(Provided text begins)

Adoption, Foster Care: These Siblings' Sad Story Highlights How Families Are Ripped Apart Due To Parents' Failures

The Wagoner siblings from California have been ripped apart by their parents' failures and being in the foster care system did not help. Erica and her brother Eric are not sure if they will be able to see their twin sisters, Danielle and Shannon, ever again.

The twins were just 10-year-old when they were separated in 2012 from Erica, then 15, and Eric, then 16. Case workers had to take them away from their parents, Eileen Wagoner and stepfather David Helland, because drug addiction has made the adults incapable of taking care of four children, Cosmopolitan reports.

The siblings, however, lived in the same neighborhood but in different houses for a while. The foster care system believes that brothers and sisters have a better chance of adjusting into adulthood if they will still be able to continue to see each other if they cannot grow up together, according to a study published on Science Direct.

Eventually, Danielle and Shannon ended up becoming adopted kids of foster parents Margaret and Carl Ricki, while Erica and Eric became self-sufficient adults. In all those years in the foster care system, the siblings were not able to get together as regularly as they hoped they could.

The older Wagoners said they were not comfortable visiting the twins at the Ricki's residence because they always felt Margaret kept a close watch on them. Erica got the sense Margaret has been controlling the twins' interaction with her and Eric. Margaret said tshe was only protecting the younger Wagoners because they have been through a traumatic life with their former family.

(Provided text ends)
(Dataset records begins)

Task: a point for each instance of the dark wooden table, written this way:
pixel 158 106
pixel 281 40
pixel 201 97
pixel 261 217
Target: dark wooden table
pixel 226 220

(Dataset records ends)
(Dataset records begins)

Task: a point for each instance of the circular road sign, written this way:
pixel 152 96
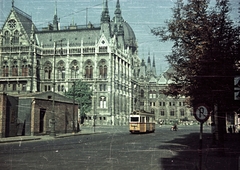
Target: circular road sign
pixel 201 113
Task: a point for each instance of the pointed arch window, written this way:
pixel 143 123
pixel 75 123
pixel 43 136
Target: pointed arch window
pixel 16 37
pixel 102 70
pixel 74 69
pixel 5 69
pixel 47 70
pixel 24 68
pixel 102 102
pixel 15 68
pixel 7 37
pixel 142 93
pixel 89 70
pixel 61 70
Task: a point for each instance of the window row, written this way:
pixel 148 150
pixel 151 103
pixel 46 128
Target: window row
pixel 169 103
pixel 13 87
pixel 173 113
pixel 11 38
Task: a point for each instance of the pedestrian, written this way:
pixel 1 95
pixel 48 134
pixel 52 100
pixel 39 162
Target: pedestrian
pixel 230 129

(Dataset records ends)
(Dataset records begins)

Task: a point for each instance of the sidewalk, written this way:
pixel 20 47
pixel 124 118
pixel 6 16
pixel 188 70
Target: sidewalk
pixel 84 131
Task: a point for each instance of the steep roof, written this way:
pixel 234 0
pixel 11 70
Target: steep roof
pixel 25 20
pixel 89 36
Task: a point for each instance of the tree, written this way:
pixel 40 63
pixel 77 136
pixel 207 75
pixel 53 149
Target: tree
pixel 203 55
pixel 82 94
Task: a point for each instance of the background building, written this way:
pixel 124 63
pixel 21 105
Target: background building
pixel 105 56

(Dataset records ends)

_Questions:_
(a) In the article about the Wagoner siblings, who adopted the twins Danielle and Shannon?
(b) From the article about the Wagoner siblings, quote the passage that begins at the words "The Wagoner siblings" and stops after "children, Cosmopolitan reports.".
These entries have no connection to the article about the Wagoner siblings.

_Task solutions:_
(a) Foster parents Margaret and Carl Ricki adopted them.

(b)
The Wagoner siblings from California have been ripped apart by their parents' failures and being in the foster care system did not help. Erica and her brother Eric are not sure if they will be able to see their twin sisters, Danielle and Shannon, ever again.

The twins were just 10-year-old when they were separated in 2012 from Erica, then 15, and Eric, then 16. Case workers had to take them away from their parents, Eileen Wagoner and stepfather David Helland, because drug addiction has made the adults incapable of taking care of four children, Cosmopolitan reports.